[Saved entries]
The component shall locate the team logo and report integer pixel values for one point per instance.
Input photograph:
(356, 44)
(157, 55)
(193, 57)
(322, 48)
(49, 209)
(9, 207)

ACTIVITY :: In your answer, reproduce every entry exactly as it was written.

EXPECTED OUTPUT ::
The component shall locate the team logo and report integer pixel values for one point per instance.
Input photograph:
(356, 44)
(157, 55)
(193, 57)
(322, 48)
(49, 209)
(9, 207)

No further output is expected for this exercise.